Copy the entries that follow, exactly and completely.
------------------------------------------------------------
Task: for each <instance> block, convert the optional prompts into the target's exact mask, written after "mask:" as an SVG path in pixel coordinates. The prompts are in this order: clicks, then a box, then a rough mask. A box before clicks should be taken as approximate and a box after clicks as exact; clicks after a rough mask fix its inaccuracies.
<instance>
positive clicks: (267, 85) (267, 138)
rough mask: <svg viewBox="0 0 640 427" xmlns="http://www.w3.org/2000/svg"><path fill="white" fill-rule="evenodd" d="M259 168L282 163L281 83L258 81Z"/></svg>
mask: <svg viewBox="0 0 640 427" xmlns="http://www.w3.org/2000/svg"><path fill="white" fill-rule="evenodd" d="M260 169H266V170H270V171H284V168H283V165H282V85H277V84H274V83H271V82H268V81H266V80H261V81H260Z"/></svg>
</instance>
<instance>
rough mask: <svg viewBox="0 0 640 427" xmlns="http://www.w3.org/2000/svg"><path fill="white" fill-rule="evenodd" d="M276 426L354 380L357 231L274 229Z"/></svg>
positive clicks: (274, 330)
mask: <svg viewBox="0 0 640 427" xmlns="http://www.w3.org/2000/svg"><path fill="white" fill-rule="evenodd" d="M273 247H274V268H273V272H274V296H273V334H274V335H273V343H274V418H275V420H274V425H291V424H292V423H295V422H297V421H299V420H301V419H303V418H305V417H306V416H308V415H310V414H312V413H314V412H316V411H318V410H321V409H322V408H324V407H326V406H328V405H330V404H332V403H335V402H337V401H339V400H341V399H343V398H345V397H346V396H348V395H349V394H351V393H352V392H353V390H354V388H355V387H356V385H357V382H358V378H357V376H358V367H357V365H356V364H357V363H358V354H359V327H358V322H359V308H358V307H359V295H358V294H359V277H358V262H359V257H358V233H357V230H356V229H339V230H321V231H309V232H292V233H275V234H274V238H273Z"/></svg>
------------------------------------------------------------
**Problem solution**
Task: for each <instance> block, convert the optional prompts into the target's exact mask, written after "mask:" as an SVG path in pixel coordinates. The prompts are in this order: clicks, then a box, then a rough mask. A box before clicks should be taken as approximate and a box after clicks as exact; clicks after a rough mask fix its inaccuracies.
<instance>
positive clicks: (267, 85) (267, 138)
rough mask: <svg viewBox="0 0 640 427" xmlns="http://www.w3.org/2000/svg"><path fill="white" fill-rule="evenodd" d="M259 168L282 163L281 83L258 81Z"/></svg>
mask: <svg viewBox="0 0 640 427" xmlns="http://www.w3.org/2000/svg"><path fill="white" fill-rule="evenodd" d="M260 169H266V170H270V171H284V168H283V165H282V85H277V84H274V83H271V82H268V81H266V80H261V81H260Z"/></svg>
</instance>
<instance>
rough mask: <svg viewBox="0 0 640 427" xmlns="http://www.w3.org/2000/svg"><path fill="white" fill-rule="evenodd" d="M276 426L354 380L357 231L274 229Z"/></svg>
positive clicks: (274, 330)
mask: <svg viewBox="0 0 640 427" xmlns="http://www.w3.org/2000/svg"><path fill="white" fill-rule="evenodd" d="M273 247H274V268H273V272H274V296H273V334H274V335H273V343H274V418H275V420H274V425H291V424H292V423H295V422H297V421H299V420H301V419H303V418H305V417H306V416H308V415H310V414H312V413H314V412H316V411H318V410H321V409H322V408H324V407H326V406H328V405H330V404H332V403H335V402H337V401H339V400H341V399H343V398H345V397H346V396H348V395H349V394H351V393H352V392H353V390H354V388H355V387H356V385H357V382H358V378H357V376H358V367H357V365H356V364H357V363H358V354H359V327H358V322H359V308H358V307H359V295H358V294H359V277H358V262H359V257H358V233H357V230H356V229H339V230H321V231H309V232H292V233H275V234H274V238H273Z"/></svg>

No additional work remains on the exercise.